# Exercise requirements:
Could you reproduce the part of the listing below that opens with the line containing "out the grass" and closes with the line containing "[(48, 209), (197, 184), (576, 192)]", substituting "hedgerow" for "tree line" and leaving everything else unchanged?

# Data records:
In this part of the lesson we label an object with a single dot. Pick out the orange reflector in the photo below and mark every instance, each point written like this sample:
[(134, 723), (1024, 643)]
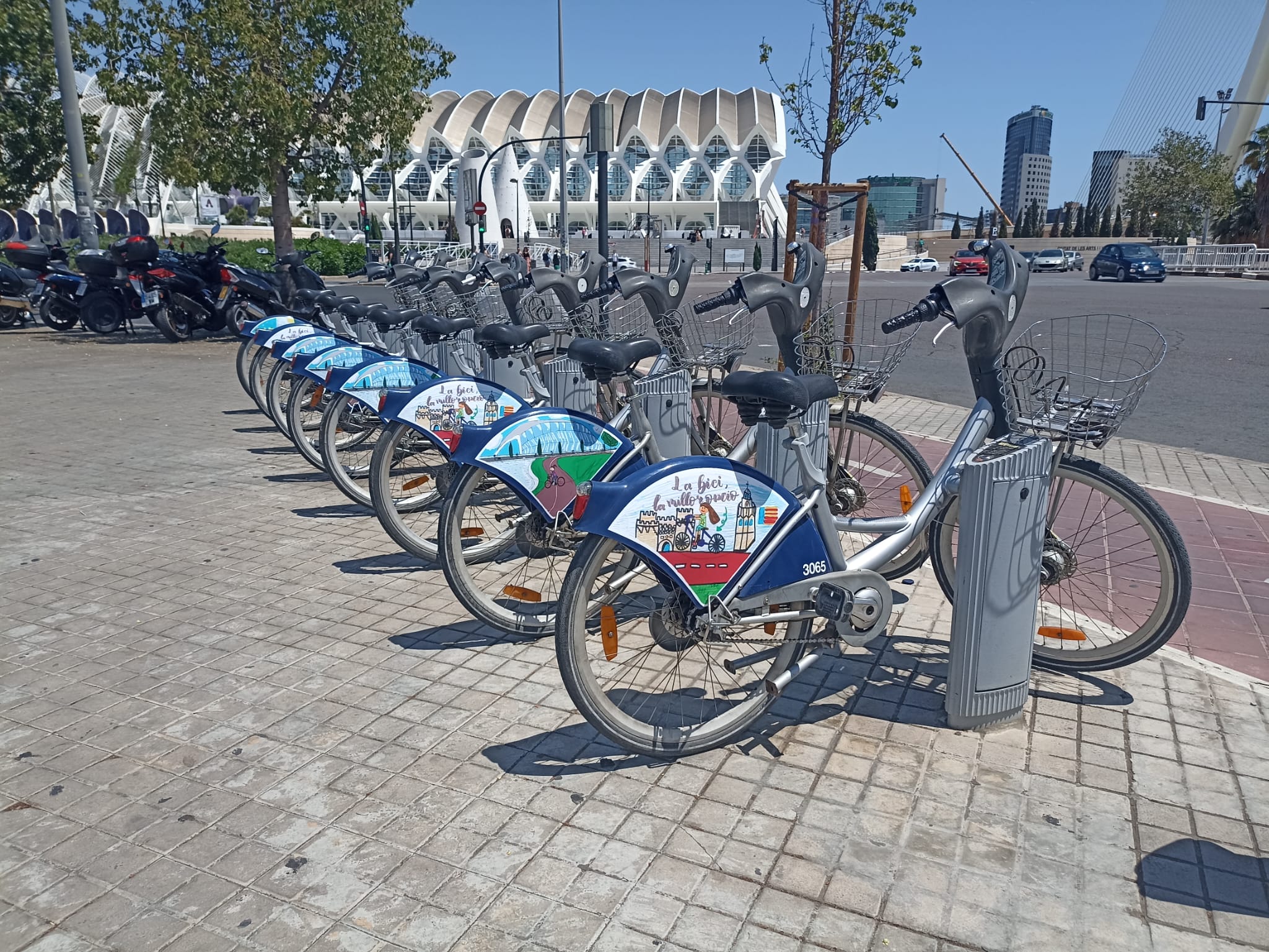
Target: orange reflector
[(1063, 634), (608, 630)]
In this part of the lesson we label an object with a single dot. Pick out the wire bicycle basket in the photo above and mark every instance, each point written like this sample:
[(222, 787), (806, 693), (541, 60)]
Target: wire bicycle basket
[(861, 358), (1079, 378), (711, 341)]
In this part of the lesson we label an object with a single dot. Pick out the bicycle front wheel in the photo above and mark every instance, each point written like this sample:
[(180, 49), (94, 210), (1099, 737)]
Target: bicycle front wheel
[(409, 476), (504, 561), (349, 432), (1115, 572), (644, 675)]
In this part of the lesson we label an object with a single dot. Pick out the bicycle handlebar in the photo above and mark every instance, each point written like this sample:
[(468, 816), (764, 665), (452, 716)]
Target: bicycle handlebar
[(730, 296)]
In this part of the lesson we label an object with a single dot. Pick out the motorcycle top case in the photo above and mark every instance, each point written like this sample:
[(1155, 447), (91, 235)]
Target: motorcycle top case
[(273, 323), (27, 254), (97, 264), (702, 523), (444, 408), (136, 249), (543, 455)]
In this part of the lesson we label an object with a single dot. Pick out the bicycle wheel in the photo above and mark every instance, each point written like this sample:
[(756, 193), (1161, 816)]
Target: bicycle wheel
[(504, 562), (309, 401), (277, 395), (408, 481), (874, 473), (349, 430), (641, 676), (1115, 573)]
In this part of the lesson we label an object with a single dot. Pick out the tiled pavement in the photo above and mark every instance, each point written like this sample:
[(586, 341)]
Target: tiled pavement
[(232, 717)]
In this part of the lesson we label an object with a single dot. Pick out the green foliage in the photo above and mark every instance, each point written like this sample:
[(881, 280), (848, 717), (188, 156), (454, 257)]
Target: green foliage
[(32, 136), (848, 75), (872, 244), (288, 84), (1185, 181)]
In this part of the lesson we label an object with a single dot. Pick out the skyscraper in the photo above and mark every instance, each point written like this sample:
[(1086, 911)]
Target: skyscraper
[(1027, 162)]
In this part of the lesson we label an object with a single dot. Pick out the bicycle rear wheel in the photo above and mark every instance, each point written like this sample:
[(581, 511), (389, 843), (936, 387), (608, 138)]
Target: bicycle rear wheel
[(644, 677), (349, 432), (408, 481), (1116, 575)]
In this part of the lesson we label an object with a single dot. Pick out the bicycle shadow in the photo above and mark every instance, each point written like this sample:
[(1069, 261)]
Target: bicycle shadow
[(1205, 875), (391, 564)]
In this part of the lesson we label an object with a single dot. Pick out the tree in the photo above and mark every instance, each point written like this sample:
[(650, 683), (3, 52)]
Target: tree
[(872, 244), (1185, 181), (1255, 163), (845, 83), (1243, 224), (32, 136), (265, 95)]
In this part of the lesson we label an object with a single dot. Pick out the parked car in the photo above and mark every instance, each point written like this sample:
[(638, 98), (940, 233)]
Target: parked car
[(1051, 260), (967, 263), (1128, 263)]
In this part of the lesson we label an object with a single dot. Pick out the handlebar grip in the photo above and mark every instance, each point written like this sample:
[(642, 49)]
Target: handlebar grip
[(711, 304)]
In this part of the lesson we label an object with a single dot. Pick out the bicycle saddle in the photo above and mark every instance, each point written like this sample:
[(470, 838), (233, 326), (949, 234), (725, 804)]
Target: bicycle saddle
[(434, 328), (503, 339), (600, 359), (773, 396)]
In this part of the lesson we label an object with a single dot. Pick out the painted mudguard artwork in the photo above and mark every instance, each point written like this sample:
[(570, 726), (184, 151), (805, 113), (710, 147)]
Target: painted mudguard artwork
[(546, 453), (273, 323), (444, 408), (703, 523), (372, 382)]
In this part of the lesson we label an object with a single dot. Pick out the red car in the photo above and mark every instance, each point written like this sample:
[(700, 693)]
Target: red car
[(967, 263)]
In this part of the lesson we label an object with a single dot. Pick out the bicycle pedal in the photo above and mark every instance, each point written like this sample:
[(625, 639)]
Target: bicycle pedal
[(833, 602)]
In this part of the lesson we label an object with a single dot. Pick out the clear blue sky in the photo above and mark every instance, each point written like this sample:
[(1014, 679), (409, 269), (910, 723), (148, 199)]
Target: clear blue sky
[(984, 61)]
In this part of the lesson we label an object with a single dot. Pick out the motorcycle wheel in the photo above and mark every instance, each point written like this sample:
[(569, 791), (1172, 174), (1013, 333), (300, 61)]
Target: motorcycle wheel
[(174, 329), (52, 320), (102, 312)]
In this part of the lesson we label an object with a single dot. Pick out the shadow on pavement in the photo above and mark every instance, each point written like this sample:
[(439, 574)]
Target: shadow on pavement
[(1205, 875)]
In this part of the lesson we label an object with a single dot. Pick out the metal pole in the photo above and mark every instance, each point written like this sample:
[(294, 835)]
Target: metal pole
[(564, 155), (74, 123)]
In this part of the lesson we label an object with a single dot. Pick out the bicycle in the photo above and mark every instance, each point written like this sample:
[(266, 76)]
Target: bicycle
[(657, 648)]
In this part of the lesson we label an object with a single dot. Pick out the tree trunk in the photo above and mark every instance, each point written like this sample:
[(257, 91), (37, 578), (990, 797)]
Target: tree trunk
[(283, 242)]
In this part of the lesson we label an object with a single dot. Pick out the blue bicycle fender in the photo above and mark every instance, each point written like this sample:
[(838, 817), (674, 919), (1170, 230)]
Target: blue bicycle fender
[(545, 453), (701, 522), (443, 409)]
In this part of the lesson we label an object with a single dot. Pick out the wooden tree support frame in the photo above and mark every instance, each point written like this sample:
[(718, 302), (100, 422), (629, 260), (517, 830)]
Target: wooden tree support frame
[(817, 197)]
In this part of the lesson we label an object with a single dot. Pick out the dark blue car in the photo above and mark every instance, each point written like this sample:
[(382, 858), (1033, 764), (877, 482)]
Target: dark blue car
[(1128, 263)]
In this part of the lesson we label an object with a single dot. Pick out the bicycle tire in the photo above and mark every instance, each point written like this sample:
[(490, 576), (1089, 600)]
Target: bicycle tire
[(393, 510), (304, 418), (603, 712), (1174, 570), (348, 461)]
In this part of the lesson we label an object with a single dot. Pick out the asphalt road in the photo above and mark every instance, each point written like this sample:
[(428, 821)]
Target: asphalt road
[(1211, 393)]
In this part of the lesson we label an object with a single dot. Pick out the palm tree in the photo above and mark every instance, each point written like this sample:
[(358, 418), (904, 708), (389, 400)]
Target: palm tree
[(1255, 162)]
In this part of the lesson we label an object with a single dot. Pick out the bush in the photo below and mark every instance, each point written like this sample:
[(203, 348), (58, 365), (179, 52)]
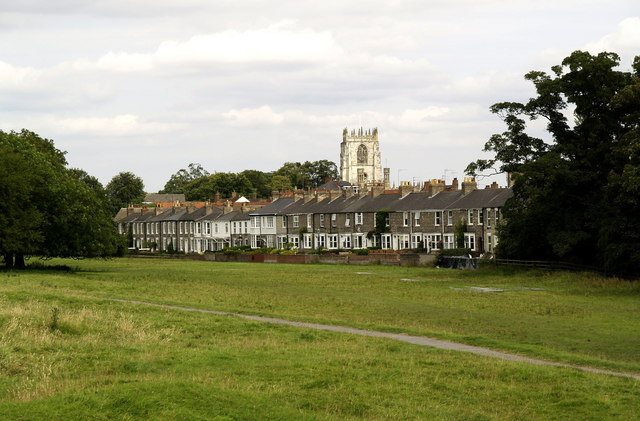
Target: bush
[(452, 252)]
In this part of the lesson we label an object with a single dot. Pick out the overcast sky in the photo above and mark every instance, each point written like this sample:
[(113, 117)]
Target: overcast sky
[(150, 86)]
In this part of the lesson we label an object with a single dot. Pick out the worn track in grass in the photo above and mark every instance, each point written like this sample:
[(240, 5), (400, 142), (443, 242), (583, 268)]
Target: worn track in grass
[(416, 340)]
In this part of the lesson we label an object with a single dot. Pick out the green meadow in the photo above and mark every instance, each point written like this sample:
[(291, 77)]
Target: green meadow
[(68, 351)]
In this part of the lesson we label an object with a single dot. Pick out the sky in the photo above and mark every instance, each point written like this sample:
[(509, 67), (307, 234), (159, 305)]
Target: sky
[(149, 86)]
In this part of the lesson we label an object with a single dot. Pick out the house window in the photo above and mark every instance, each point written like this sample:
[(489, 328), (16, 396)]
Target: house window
[(345, 241), (433, 241), (449, 241), (416, 239), (362, 154), (386, 241), (470, 240), (403, 242), (307, 241), (320, 241)]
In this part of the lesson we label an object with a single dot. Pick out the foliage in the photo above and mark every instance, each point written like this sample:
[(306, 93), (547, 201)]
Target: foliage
[(459, 230), (205, 188), (141, 362), (260, 182), (308, 174), (575, 194), (124, 188), (48, 209), (180, 179)]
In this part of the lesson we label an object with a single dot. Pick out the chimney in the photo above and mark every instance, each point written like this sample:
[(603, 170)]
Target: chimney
[(307, 196), (376, 191), (386, 178), (435, 187), (347, 192), (321, 195), (405, 188), (469, 184)]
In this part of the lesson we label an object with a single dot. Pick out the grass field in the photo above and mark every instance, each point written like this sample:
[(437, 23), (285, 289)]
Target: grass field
[(68, 353)]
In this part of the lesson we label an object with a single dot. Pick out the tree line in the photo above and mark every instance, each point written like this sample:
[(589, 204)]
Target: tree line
[(48, 209), (197, 184), (576, 192)]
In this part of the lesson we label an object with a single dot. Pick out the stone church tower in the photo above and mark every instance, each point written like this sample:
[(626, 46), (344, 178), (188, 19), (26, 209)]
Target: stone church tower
[(360, 162)]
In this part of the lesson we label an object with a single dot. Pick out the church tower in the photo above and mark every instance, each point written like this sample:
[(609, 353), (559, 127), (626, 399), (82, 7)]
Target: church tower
[(360, 162)]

# Response to this exercise:
In this part of the lesson we label an object with a single dot. Pick out the grass field in the photo above and mark every instance, each point written like this sample:
[(437, 23), (285, 289)]
Target: grass field
[(68, 353)]
In this part of the lesson we label an object with a single dot. Pick out the hedgerow in the photo above and mark every instance, each point written like this sample:
[(589, 204)]
Target: hedgerow
[(48, 209), (197, 184), (576, 192)]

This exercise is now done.